◆ TASK REQUIREMENTS
**a)** From the KEYNOTE-483 trial report, reproduce verbatim the passage from "Malignant mesothelioma is" up to and including "cases of malignant mesothelioma.".
**b)** Translate this sentence from the KEYNOTE-483 trial report into Spanish: "Pleural mesothelioma develops in the lining of the lungs and makes up approximately 75% of all cases of malignant mesothelioma."

◆ DOCUMENT SECTION
--------

The phase 2/3 KEYNOTE-483 trial of pembrolizumab plus chemotherapy for patients with mesothelioma elicited improvements in overall survival and showed consistent safety with previously reported data.
The frontline combination of pembrolizumab (Keytruda) and chemotherapy led to a statistically significant and clinically meaningful improvement in overall survival (OS) vs chemotherapy alone, meeting the primary end point of the phase 2/3 KEYNOTE-483 trial (NCT02784171) in patients with unresectable advanced or metastatic malignant pleural mesothelioma.1
The safety profile of the combination was also consistent with previously reported data from studies of pembrolizumab plus chemotherapy. Additional results from the phase 2/3 KEYNOTE-483 trial will be presented at an upcoming medical meeting and shared with regulatory authorities.
“Malignant pleural mesothelioma is a rapidly progressing cancer that develops in the lining of the lungs and has a poor prognosis,” said Eliav Barr, MD, senior vice president, head of Global Clinical Development and chief medical officer at Merck Research Laboratories, in a press release. “Patients are in need of new treatments that can improve survival outcomes, and these positive results support the potential of [pembrolizumab] in combination with chemotherapy as a first-line treatment for patients with the most common form of malignant mesothelioma.”
Malignant mesothelioma is a type of cancer that develops in the linings of some parts of the body, including the chest, abdomen, heart, and testicles. Pleural mesothelioma develops in the lining of the lungs and makes up approximately 75% of all cases of malignant mesothelioma.

--------

◆ STUDY MATERIAL

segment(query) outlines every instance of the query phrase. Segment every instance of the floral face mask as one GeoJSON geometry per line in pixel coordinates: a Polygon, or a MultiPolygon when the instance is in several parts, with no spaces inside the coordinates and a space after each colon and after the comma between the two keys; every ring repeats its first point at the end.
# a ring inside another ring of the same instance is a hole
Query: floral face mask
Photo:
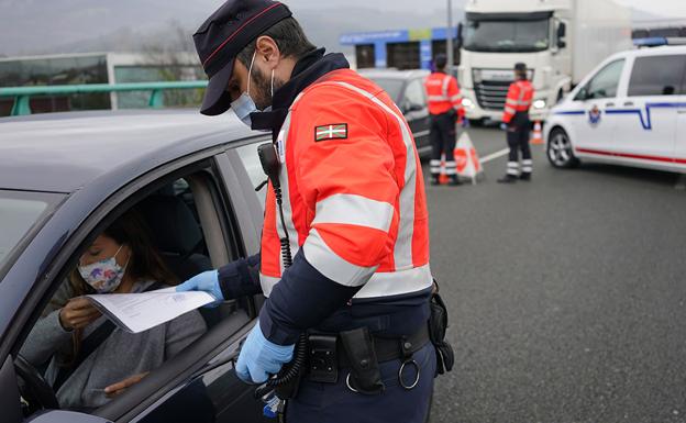
{"type": "Polygon", "coordinates": [[[129,260],[126,260],[124,266],[117,264],[115,257],[122,247],[123,245],[120,246],[117,253],[114,253],[114,255],[110,258],[91,263],[87,266],[78,266],[78,271],[81,275],[81,278],[84,278],[84,280],[96,291],[98,291],[98,293],[112,292],[121,285],[121,281],[124,278],[124,271],[129,265],[129,260]]]}

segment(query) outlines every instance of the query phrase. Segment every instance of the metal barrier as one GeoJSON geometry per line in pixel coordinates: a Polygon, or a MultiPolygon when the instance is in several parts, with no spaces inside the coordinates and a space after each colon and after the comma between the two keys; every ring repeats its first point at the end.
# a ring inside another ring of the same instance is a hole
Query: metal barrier
{"type": "Polygon", "coordinates": [[[164,91],[206,88],[208,81],[81,84],[73,86],[33,86],[0,88],[0,98],[13,97],[11,115],[31,114],[31,98],[36,96],[80,94],[92,92],[152,91],[148,107],[164,108],[164,91]]]}

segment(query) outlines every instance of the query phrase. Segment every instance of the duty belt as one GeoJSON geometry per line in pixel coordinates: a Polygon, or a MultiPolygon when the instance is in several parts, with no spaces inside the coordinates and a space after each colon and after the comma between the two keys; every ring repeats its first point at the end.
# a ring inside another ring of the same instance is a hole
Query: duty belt
{"type": "Polygon", "coordinates": [[[346,385],[355,391],[366,394],[380,393],[384,383],[380,380],[379,363],[401,360],[398,377],[400,385],[412,389],[419,381],[419,365],[412,355],[430,342],[429,327],[422,327],[409,336],[383,337],[372,335],[367,327],[340,334],[309,335],[309,366],[307,378],[313,382],[336,383],[339,370],[347,374],[346,385]],[[413,383],[402,382],[402,372],[407,366],[414,367],[417,379],[413,383]]]}

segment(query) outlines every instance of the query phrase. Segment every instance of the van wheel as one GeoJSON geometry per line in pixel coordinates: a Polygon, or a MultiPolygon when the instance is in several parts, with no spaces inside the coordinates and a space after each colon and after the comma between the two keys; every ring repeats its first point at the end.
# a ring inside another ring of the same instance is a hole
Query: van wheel
{"type": "Polygon", "coordinates": [[[547,159],[553,167],[572,168],[578,166],[579,160],[574,156],[569,136],[561,127],[555,127],[547,142],[547,159]]]}

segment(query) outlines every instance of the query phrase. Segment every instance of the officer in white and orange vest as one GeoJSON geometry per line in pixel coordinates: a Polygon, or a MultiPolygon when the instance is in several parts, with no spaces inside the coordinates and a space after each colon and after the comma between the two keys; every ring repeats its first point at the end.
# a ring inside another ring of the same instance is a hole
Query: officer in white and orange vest
{"type": "Polygon", "coordinates": [[[445,174],[450,185],[461,185],[453,152],[457,142],[456,123],[466,122],[462,96],[455,77],[445,73],[447,57],[438,54],[434,58],[435,71],[424,81],[431,114],[431,183],[439,185],[441,159],[445,155],[445,174]]]}
{"type": "Polygon", "coordinates": [[[498,179],[500,183],[512,183],[517,179],[531,180],[533,162],[531,160],[531,120],[529,109],[533,101],[533,86],[527,79],[527,65],[514,65],[514,82],[510,84],[505,111],[502,112],[502,129],[507,131],[507,143],[510,147],[506,175],[498,179]],[[521,171],[519,168],[519,152],[522,154],[521,171]]]}
{"type": "Polygon", "coordinates": [[[275,387],[286,421],[424,422],[452,350],[444,320],[430,319],[441,311],[427,200],[402,113],[280,2],[229,0],[193,37],[210,78],[201,113],[232,109],[273,143],[258,149],[261,254],[177,289],[267,297],[236,375],[267,381],[263,398],[275,387]]]}

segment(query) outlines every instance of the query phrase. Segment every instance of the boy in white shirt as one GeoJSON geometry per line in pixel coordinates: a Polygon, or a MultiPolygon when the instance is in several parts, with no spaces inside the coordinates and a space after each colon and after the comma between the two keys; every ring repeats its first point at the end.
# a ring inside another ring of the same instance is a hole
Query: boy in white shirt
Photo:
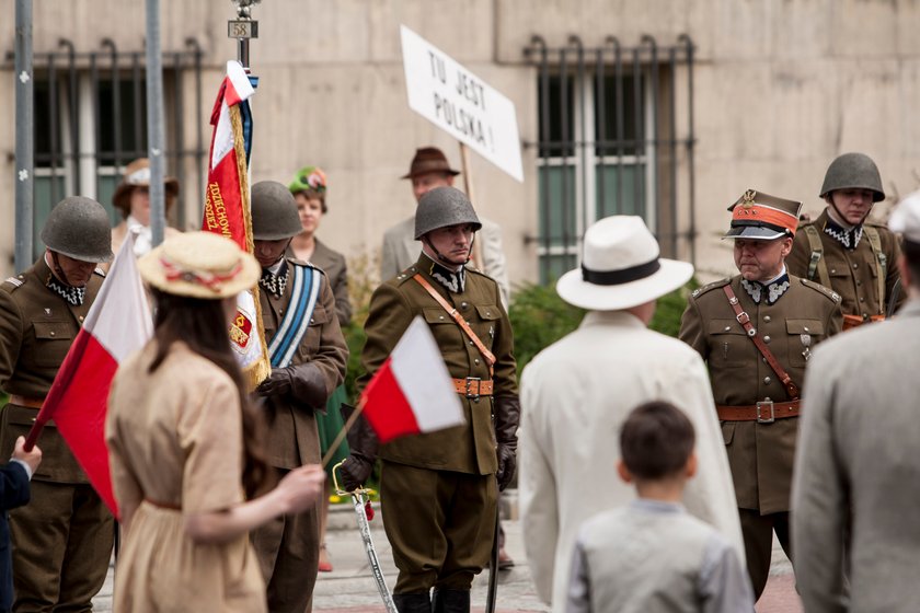
{"type": "Polygon", "coordinates": [[[639,499],[582,524],[572,560],[568,613],[754,611],[735,551],[681,505],[697,472],[690,420],[666,402],[635,408],[620,432],[620,477],[639,499]]]}

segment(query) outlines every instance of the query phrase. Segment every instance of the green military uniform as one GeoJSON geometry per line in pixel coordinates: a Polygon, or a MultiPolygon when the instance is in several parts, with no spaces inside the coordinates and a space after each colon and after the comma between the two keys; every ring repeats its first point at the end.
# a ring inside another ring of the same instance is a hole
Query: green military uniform
{"type": "MultiPolygon", "coordinates": [[[[793,275],[826,285],[840,294],[840,307],[844,315],[855,315],[866,321],[872,316],[885,315],[899,277],[899,256],[898,242],[887,228],[866,223],[847,231],[835,223],[825,209],[817,219],[800,227],[792,253],[786,257],[786,266],[793,275]],[[813,244],[815,234],[809,239],[813,230],[808,228],[813,228],[820,240],[819,252],[817,245],[813,244]],[[869,232],[878,235],[878,253],[873,248],[869,232]],[[812,264],[813,257],[815,264],[812,264]]],[[[897,305],[906,297],[907,292],[899,292],[897,305]]]]}
{"type": "MultiPolygon", "coordinates": [[[[0,426],[4,456],[32,427],[102,277],[96,270],[80,304],[48,287],[54,277],[44,257],[0,286],[0,389],[12,396],[0,426]]],[[[43,460],[33,476],[32,501],[10,513],[13,609],[90,611],[108,569],[113,518],[54,423],[39,446],[43,460]]]]}
{"type": "MultiPolygon", "coordinates": [[[[465,424],[403,437],[380,447],[384,528],[400,569],[394,593],[469,590],[488,562],[494,540],[497,487],[494,398],[517,398],[508,316],[497,284],[467,269],[465,284],[448,290],[422,255],[415,266],[373,292],[365,329],[364,386],[412,320],[428,323],[450,377],[493,381],[492,396],[465,397],[465,424]],[[469,322],[495,358],[494,372],[448,312],[413,276],[419,273],[469,322]]],[[[438,275],[439,276],[439,275],[438,275]]]]}
{"type": "MultiPolygon", "coordinates": [[[[335,298],[326,276],[319,268],[292,258],[285,259],[285,266],[291,271],[294,267],[309,268],[313,282],[321,286],[310,325],[290,362],[295,368],[310,365],[311,377],[295,380],[287,394],[265,398],[266,460],[283,474],[303,464],[320,462],[313,412],[324,410],[326,398],[344,379],[348,360],[348,347],[338,326],[335,298]]],[[[279,270],[279,275],[285,274],[279,270]]],[[[291,277],[287,275],[283,288],[274,286],[276,293],[265,284],[261,288],[262,321],[268,342],[274,338],[291,303],[291,277]]],[[[319,565],[318,510],[276,518],[254,530],[252,542],[268,586],[269,610],[309,611],[319,565]]]]}
{"type": "MultiPolygon", "coordinates": [[[[840,332],[840,298],[818,284],[789,275],[768,287],[743,284],[741,277],[736,276],[704,286],[688,300],[680,339],[705,360],[717,406],[791,401],[779,377],[738,322],[723,290],[726,285],[750,316],[757,334],[800,386],[814,345],[840,332]],[[755,302],[745,286],[754,290],[759,302],[755,302]]],[[[771,528],[777,529],[783,547],[791,554],[790,488],[798,431],[797,417],[769,421],[770,406],[764,405],[762,409],[764,423],[722,421],[735,496],[741,510],[748,571],[758,595],[770,569],[771,528]],[[767,516],[771,516],[769,522],[762,519],[767,516]]]]}

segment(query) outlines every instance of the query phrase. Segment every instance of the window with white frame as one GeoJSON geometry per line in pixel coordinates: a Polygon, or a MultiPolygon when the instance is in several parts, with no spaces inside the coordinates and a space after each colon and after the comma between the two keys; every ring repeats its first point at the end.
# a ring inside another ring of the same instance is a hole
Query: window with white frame
{"type": "Polygon", "coordinates": [[[679,138],[676,127],[678,48],[664,49],[660,61],[657,47],[549,49],[534,41],[528,49],[539,67],[532,240],[541,281],[577,266],[585,229],[607,216],[643,217],[667,255],[679,238],[692,243],[692,221],[681,229],[677,215],[678,165],[692,173],[692,114],[689,137],[679,138]]]}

--------

◆ OUTPUTS BY TASK
**a)**
Malignant mesothelioma is a type of cancer that develops in the linings of some parts of the body, including the chest, abdomen, heart, and testicles. Pleural mesothelioma develops in the lining of the lungs and makes up approximately 75% of all cases of malignant mesothelioma.

**b)** El mesotelioma pleural se desarrolla en el revestimiento de los pulmones y representa aproximadamente el 75 % de todos los casos de mesotelioma maligno.